The request —
Locate "the dog ear" in the listing below, then output the line holding it and every line after it, exactly and with nothing else.

Input records —

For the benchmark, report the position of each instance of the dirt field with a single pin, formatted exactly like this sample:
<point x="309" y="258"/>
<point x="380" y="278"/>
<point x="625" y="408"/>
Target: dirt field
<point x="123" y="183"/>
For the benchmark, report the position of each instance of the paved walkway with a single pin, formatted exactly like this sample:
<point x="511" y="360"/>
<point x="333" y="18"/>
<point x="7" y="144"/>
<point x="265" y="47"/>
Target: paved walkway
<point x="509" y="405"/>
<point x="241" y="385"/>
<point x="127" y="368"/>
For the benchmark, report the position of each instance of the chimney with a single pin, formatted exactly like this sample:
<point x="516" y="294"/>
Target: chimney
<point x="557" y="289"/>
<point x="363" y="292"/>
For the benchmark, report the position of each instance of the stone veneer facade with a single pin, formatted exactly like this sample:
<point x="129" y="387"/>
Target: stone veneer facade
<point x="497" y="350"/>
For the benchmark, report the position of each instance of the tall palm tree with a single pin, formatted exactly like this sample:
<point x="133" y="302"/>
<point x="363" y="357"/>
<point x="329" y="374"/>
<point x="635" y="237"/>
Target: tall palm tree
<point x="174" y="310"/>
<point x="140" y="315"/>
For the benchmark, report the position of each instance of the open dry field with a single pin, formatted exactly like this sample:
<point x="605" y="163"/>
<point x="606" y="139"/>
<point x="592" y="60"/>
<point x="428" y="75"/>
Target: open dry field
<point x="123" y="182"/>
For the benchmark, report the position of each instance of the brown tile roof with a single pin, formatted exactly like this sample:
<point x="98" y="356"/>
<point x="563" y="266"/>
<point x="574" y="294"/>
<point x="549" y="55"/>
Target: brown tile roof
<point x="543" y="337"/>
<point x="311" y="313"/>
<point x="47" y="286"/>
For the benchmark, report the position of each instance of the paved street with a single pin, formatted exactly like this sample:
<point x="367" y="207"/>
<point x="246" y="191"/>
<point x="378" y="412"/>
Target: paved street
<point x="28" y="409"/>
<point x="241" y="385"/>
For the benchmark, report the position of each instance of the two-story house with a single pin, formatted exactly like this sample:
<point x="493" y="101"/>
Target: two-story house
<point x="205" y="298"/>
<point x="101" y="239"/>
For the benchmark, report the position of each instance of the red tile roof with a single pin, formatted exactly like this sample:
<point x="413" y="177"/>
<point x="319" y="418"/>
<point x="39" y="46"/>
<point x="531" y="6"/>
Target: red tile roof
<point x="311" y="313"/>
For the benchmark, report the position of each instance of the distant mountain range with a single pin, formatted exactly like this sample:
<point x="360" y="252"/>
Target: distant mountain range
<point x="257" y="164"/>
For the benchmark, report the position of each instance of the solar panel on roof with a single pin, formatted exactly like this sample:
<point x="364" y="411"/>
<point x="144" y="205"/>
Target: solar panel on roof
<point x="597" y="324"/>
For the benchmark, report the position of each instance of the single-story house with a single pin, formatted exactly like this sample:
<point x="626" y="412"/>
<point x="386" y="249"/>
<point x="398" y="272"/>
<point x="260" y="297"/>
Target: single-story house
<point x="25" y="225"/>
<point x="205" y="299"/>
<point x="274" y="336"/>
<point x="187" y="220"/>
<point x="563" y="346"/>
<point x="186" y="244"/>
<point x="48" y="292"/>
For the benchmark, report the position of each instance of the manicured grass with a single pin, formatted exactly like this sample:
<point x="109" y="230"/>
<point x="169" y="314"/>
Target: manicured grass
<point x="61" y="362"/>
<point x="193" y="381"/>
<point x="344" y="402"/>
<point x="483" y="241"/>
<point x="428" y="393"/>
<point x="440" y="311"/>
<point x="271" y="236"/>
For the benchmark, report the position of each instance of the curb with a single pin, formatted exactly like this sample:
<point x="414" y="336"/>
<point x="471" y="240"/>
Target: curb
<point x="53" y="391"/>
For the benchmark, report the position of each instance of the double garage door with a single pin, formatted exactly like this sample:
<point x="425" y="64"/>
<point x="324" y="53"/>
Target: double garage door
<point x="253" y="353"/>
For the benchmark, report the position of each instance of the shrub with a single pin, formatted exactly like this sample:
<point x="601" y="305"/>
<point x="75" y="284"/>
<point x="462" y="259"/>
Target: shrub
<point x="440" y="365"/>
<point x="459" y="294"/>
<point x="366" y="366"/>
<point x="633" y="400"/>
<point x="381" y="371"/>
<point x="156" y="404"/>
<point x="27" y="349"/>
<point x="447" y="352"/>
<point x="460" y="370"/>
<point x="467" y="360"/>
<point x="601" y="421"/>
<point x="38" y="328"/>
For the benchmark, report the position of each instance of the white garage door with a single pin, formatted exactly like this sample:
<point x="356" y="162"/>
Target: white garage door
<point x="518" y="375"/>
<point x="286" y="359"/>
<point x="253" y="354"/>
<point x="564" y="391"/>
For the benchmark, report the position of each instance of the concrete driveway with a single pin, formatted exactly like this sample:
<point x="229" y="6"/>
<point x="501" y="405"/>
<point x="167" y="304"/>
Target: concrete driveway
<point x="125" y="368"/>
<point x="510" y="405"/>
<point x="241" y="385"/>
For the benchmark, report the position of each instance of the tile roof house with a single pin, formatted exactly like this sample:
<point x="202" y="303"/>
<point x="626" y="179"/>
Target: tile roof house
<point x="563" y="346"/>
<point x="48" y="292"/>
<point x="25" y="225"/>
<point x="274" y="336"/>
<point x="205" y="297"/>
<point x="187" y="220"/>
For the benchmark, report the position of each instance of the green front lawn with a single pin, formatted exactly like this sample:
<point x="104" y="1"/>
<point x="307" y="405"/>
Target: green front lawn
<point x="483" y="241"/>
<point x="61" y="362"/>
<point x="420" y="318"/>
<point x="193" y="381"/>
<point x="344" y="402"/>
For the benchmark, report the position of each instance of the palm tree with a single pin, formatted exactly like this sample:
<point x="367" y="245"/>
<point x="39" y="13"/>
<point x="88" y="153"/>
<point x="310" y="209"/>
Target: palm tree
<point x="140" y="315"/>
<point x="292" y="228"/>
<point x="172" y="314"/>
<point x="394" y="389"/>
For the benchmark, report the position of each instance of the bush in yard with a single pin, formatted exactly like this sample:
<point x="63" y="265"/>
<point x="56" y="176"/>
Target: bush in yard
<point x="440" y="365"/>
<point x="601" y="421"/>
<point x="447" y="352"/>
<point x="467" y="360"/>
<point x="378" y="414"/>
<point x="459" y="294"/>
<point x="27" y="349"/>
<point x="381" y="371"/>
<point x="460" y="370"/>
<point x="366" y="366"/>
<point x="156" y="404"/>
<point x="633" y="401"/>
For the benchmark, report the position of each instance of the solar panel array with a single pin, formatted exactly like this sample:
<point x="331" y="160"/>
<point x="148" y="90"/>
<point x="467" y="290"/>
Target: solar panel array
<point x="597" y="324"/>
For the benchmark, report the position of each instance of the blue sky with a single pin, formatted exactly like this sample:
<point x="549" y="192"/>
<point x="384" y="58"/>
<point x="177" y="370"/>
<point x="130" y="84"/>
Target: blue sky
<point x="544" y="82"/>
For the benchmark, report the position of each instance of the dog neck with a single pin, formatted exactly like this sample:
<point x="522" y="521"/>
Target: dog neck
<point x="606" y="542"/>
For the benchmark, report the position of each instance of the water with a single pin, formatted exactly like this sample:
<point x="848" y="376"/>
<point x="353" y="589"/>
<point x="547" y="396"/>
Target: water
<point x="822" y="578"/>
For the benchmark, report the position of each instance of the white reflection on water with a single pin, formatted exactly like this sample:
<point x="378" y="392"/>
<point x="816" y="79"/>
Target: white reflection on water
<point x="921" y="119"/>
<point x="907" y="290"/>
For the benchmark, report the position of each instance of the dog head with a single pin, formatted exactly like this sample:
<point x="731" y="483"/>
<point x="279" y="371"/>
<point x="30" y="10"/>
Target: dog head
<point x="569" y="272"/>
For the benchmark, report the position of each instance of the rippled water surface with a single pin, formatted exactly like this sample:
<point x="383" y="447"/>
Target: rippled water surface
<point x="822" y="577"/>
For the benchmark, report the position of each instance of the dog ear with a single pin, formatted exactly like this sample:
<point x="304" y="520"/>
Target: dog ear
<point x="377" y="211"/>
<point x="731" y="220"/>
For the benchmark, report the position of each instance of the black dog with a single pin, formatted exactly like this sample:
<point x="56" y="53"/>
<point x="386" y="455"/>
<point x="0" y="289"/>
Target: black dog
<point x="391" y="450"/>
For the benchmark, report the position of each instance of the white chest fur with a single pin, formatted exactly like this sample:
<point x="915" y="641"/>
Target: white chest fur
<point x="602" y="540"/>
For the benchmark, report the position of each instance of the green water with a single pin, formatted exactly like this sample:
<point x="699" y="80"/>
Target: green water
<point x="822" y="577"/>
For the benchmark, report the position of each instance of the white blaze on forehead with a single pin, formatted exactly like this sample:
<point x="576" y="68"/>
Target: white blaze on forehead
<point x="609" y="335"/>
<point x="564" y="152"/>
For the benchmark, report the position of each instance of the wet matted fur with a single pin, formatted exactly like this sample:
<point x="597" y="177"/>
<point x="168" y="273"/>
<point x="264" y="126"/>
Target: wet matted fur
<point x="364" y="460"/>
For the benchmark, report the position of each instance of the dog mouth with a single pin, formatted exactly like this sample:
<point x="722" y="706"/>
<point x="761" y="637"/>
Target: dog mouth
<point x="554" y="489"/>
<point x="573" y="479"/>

Result of this exercise —
For the benchmark, report the position of each instance of the dog ear with a single pin, formatted exactly like this sample:
<point x="304" y="520"/>
Target: dog ear
<point x="377" y="211"/>
<point x="731" y="220"/>
For the benchmark, report the position of each instance of the black dog with a single pin, formatted exactly like this sample:
<point x="56" y="53"/>
<point x="386" y="455"/>
<point x="0" y="289"/>
Target: black dog
<point x="391" y="450"/>
For the benchmark, report the position of each instance of the white chest fur with a single pin, formatted exactly like this sample:
<point x="915" y="641"/>
Target: white chest fur
<point x="602" y="540"/>
For the benchmark, report the position of each instance of the green water with a single pin, formatted exactly like this sample:
<point x="699" y="80"/>
Target: green water
<point x="822" y="577"/>
For the benchmark, report the position of each instance of the white blaze on forehead with a single pin, formatted exactly like this sample:
<point x="576" y="68"/>
Target: white blaze on forehead
<point x="609" y="335"/>
<point x="564" y="152"/>
For the benchmark, report the position of each instance of the wet matted fur with a single pin, formatted exactly like this sample:
<point x="597" y="177"/>
<point x="168" y="273"/>
<point x="264" y="126"/>
Target: wet matted fur
<point x="364" y="460"/>
For the benchmark, report the position of each instance of the dog mouth with a single pin, formatted exactly like this sample:
<point x="722" y="706"/>
<point x="761" y="637"/>
Target: dog mouth
<point x="554" y="489"/>
<point x="573" y="479"/>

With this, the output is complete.